Retype the entries exactly; omit all pictures.

## Data excerpts:
□ □ □
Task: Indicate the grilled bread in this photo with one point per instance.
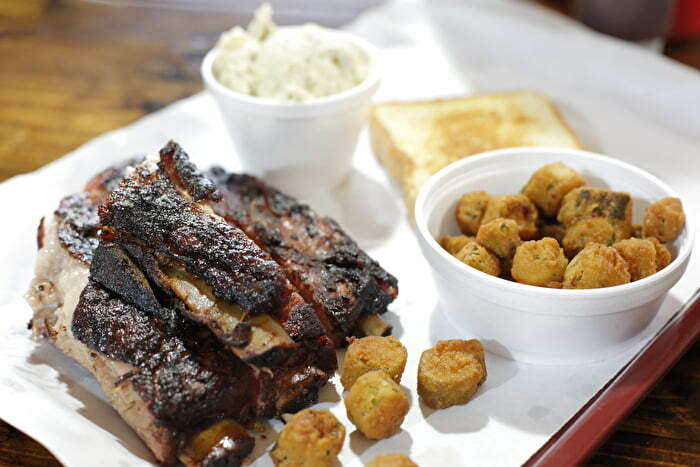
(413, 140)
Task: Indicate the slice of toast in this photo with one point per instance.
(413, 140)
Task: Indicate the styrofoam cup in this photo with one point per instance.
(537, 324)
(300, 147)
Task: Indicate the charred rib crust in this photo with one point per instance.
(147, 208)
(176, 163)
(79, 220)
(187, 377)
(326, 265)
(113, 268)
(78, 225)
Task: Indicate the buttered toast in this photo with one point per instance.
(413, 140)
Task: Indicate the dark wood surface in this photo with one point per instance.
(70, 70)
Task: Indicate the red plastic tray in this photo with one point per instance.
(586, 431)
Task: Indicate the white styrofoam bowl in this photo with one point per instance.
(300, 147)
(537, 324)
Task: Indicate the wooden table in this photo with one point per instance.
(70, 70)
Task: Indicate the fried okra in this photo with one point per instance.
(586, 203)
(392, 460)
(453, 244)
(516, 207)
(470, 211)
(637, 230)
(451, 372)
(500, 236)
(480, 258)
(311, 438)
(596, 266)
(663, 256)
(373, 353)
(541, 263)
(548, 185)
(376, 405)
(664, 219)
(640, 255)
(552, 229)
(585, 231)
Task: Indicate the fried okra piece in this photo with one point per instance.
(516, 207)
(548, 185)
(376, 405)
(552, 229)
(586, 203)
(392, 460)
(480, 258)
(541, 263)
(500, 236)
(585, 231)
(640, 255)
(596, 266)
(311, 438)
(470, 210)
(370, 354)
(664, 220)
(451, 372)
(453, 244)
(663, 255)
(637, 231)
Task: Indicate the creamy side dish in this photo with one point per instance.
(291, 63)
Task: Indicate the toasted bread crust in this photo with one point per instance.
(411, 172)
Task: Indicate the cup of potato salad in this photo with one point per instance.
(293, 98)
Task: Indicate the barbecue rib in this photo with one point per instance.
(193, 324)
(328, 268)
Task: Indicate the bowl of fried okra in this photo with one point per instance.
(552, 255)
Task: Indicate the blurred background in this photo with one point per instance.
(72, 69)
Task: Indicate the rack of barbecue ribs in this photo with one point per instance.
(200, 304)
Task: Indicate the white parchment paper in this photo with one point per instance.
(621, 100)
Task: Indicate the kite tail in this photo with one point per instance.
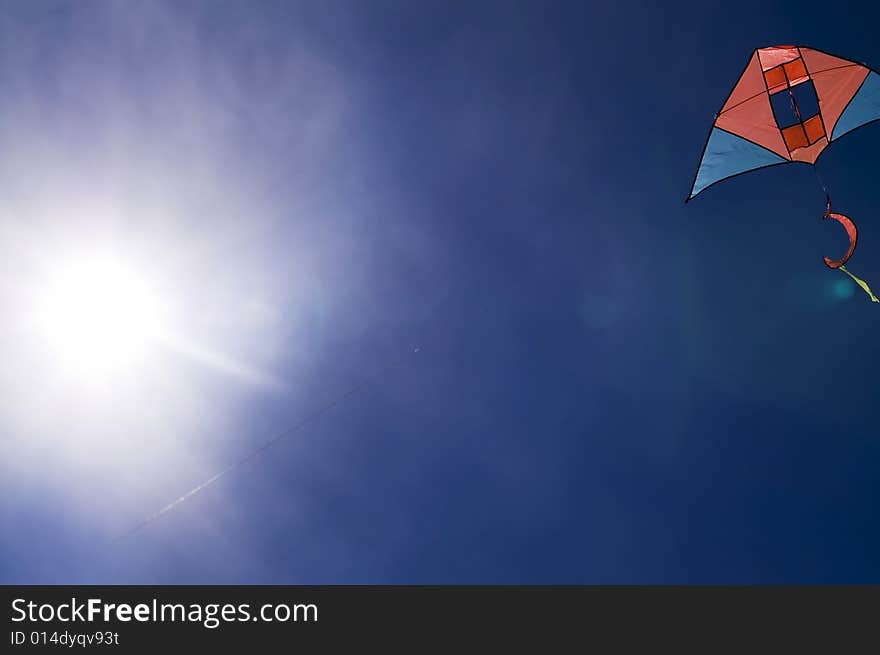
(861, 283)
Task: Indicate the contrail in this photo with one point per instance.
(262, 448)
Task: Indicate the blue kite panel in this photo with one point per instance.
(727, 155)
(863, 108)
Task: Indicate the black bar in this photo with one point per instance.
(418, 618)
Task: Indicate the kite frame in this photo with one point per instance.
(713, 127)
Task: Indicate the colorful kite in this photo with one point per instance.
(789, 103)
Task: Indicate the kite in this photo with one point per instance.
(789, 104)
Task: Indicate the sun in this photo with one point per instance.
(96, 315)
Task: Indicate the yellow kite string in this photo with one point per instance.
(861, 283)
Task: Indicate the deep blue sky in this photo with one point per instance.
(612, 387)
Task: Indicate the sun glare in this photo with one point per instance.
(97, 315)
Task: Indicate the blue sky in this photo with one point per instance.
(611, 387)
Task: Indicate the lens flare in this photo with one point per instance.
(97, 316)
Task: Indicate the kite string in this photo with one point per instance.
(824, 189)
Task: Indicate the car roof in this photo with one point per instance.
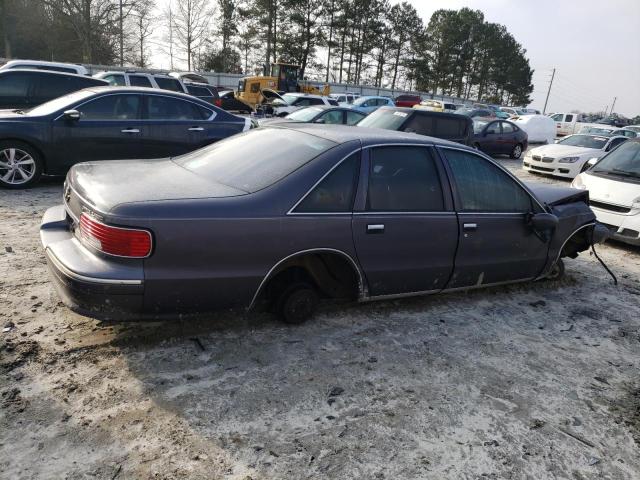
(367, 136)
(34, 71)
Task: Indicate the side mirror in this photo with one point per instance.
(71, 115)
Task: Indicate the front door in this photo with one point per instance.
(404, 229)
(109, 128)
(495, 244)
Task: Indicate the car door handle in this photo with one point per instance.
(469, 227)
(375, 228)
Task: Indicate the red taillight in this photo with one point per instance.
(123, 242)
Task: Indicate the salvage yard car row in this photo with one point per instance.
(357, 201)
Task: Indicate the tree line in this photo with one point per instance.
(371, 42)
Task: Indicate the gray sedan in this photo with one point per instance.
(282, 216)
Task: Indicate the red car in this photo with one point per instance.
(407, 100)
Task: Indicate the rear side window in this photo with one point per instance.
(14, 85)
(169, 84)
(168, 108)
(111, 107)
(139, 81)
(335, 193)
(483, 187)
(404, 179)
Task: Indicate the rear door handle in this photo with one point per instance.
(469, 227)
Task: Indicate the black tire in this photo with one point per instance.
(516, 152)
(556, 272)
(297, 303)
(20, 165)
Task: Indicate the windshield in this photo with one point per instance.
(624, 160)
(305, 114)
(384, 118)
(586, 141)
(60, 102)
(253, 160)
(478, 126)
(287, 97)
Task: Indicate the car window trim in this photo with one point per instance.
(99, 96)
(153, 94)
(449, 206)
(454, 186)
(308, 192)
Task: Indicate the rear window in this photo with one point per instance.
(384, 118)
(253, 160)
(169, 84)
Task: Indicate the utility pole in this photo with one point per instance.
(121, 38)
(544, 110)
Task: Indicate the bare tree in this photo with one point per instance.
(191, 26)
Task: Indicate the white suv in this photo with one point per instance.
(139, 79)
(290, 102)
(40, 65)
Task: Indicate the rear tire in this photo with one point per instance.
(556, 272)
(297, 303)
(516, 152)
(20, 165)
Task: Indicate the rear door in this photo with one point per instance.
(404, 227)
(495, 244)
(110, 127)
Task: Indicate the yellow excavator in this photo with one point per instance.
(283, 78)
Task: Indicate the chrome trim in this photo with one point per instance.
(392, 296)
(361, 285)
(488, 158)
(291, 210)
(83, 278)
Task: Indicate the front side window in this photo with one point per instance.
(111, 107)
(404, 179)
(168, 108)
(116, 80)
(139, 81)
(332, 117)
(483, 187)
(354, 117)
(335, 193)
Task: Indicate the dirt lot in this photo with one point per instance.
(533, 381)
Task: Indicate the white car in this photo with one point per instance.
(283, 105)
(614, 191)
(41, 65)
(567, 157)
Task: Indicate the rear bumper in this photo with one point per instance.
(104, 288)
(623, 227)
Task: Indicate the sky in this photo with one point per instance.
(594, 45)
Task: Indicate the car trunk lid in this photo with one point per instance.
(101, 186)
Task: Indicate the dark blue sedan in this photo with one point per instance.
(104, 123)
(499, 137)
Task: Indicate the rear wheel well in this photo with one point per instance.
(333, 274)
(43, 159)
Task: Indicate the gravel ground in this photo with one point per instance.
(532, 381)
□ □ □
## Response area:
Task: Indicate the grilled bread in this photo with one point per instance.
(413, 140)
Task: Indicate the slice of toast in this photo with one point per instance.
(413, 140)
Task: Indicate the styrofoam cup in this photo with one point per instance.
(537, 324)
(300, 147)
Task: Indicate the charred rib crust in this photo with one point per instance.
(147, 208)
(176, 163)
(79, 220)
(187, 377)
(326, 265)
(113, 268)
(78, 225)
Task: Indicate the buttered toast in this photo with one point per instance.
(413, 140)
Task: Indicate the dark wood surface in this photo with one point per instance.
(70, 70)
Task: Indicate the red plastic tray in this photo with one point per instance.
(586, 431)
Task: Indicate the white styrofoam bowl in this photo with one point per instance.
(300, 147)
(537, 324)
Task: Indicate the wooden table in this photo with one point per instance.
(70, 70)
Task: Indicate the fried okra in this photo with one point per instance.
(586, 203)
(392, 460)
(453, 244)
(516, 207)
(470, 211)
(637, 230)
(451, 372)
(500, 236)
(480, 258)
(311, 438)
(596, 266)
(663, 256)
(373, 353)
(541, 263)
(548, 185)
(376, 405)
(664, 219)
(640, 255)
(552, 229)
(585, 231)
Task: Indicate the fried okra piece in this photo with one point per instance.
(516, 207)
(548, 185)
(376, 405)
(552, 229)
(586, 203)
(392, 460)
(480, 258)
(541, 263)
(500, 236)
(585, 231)
(640, 255)
(596, 266)
(311, 438)
(470, 210)
(370, 354)
(664, 220)
(451, 372)
(453, 244)
(663, 255)
(637, 231)
Task: Indicate the creamy side dish in this photo with one point per instance.
(291, 63)
Task: Indicate the toasted bread crust in this photo with one point per instance.
(411, 172)
Task: Indicate the cup of potato salad in this photo with one point per instance.
(293, 98)
Task: Indicate the barbecue rib in this photo with one point per instance.
(193, 324)
(328, 268)
Task: Indicate the bowl of fried okra in this photo with one point per instance.
(552, 255)
Task: Indicate the blurred background in this photo with one point per instance.
(72, 69)
Task: Indicate the rack of barbecue ribs in this photo with one point per instance.
(200, 304)
Task: Indicate the white parchment paper in this photo with one point per instance.
(621, 100)
Task: Indicate the kite tail in this photo with one point per instance.
(861, 283)
Task: Indicate the contrail in this photo with one point per instance.
(262, 448)
Task: Indicate the blue kite panel in this photo with one point per instance.
(727, 155)
(863, 108)
Task: Indicate the black bar in this photo with one point per instance.
(418, 618)
Task: Indicate the kite frame in this photo with one point per instance.
(713, 127)
Task: Indicate the colorful kite in this photo with one point per instance.
(789, 103)
Task: Indicate the kite in this photo with one point per instance.
(789, 104)
Task: Indicate the sun in this photo with one point per instance.
(96, 315)
Task: Indicate the yellow kite string in this photo with one point per instance.
(861, 283)
Task: Indicate the deep blue sky in this photo with one point per instance.
(612, 387)
Task: Indicate the sun glare in this photo with one point per instance.
(97, 315)
Task: Indicate the blue sky in this photo with one point per instance.
(611, 387)
Task: Indicate the lens flare in this photo with one point per instance.
(97, 316)
Task: Indicate the kite string in this photo with one point per instance.
(824, 189)
Task: Indicate the car roof in this photo with one point per instance.
(367, 136)
(34, 71)
Task: Indicate the side mirror in this photo with one point per instance.
(71, 115)
Task: Indicate the front door in this photo with one point per instance.
(404, 229)
(109, 128)
(495, 244)
Task: Indicate the car door handle in this photo with one point per instance.
(469, 227)
(375, 228)
Task: Indicate the red taillight in this photo with one point per instance.
(123, 242)
Task: Indicate the salvage yard car row in this photo with one point per instance.
(357, 201)
Task: Indicate the tree line in this photo with one point per instance.
(371, 42)
Task: Indicate the gray sedan in this photo with one point per instance.
(282, 216)
Task: Indicate the red car in this photo with one point per instance.
(407, 100)
Task: Indicate the rear side window in this photo with one point per instance.
(14, 85)
(169, 84)
(168, 108)
(111, 107)
(139, 81)
(335, 193)
(483, 187)
(404, 179)
Task: Indicate the rear door handle in this photo with one point per instance.
(469, 227)
Task: Indicate the black tire in this photo with one point per instance.
(516, 152)
(556, 272)
(297, 303)
(20, 165)
Task: Indicate the windshield in this photo with one point per instance.
(624, 160)
(305, 114)
(384, 118)
(586, 141)
(60, 102)
(253, 160)
(478, 126)
(287, 97)
Task: Indicate the car window trim in this photo with one point per instance.
(99, 96)
(153, 94)
(449, 206)
(454, 186)
(308, 192)
Task: Indicate the rear window in this photo with one point per instance.
(384, 118)
(253, 160)
(169, 84)
Task: Indicate the utility pole in this photo with one point per instance.
(121, 38)
(544, 110)
Task: Indicate the bare tree in this photo with one point per instance.
(191, 26)
Task: Indicate the white suv in this photo with one point per instance.
(139, 79)
(290, 102)
(40, 65)
Task: Indicate the rear tire in this photo with one point per instance.
(556, 272)
(297, 303)
(516, 152)
(20, 165)
Task: Indicate the rear door in this photo with one point per instance.
(404, 227)
(495, 244)
(110, 127)
Task: Indicate the yellow excavator in this photo with one point per instance.
(283, 78)
Task: Indicate the chrome trim in this photo with one point per instance.
(392, 296)
(361, 285)
(488, 158)
(291, 210)
(83, 278)
Task: Indicate the front side window in this photo with one point per instance.
(111, 107)
(404, 179)
(168, 108)
(116, 80)
(139, 81)
(332, 117)
(483, 187)
(354, 117)
(335, 193)
Task: Indicate the dirt lot in this photo with one point per instance.
(533, 381)
Task: Indicate the white car in this photo with one point per instance.
(283, 105)
(614, 191)
(41, 65)
(567, 157)
Task: Indicate the rear bumper in this photo with one point per instance.
(104, 288)
(623, 227)
Task: Indicate the sky in this photo with one point per instance.
(594, 45)
Task: Indicate the car trunk lid in this photo with one point per instance.
(101, 186)
Task: Indicate the dark blue sedan in this photo with one point per instance.
(104, 123)
(499, 137)
Task: Indicate the rear wheel well in this photo with one point per instance.
(333, 274)
(43, 159)
Task: Indicate the gravel ground in this photo with one point per instance.
(532, 381)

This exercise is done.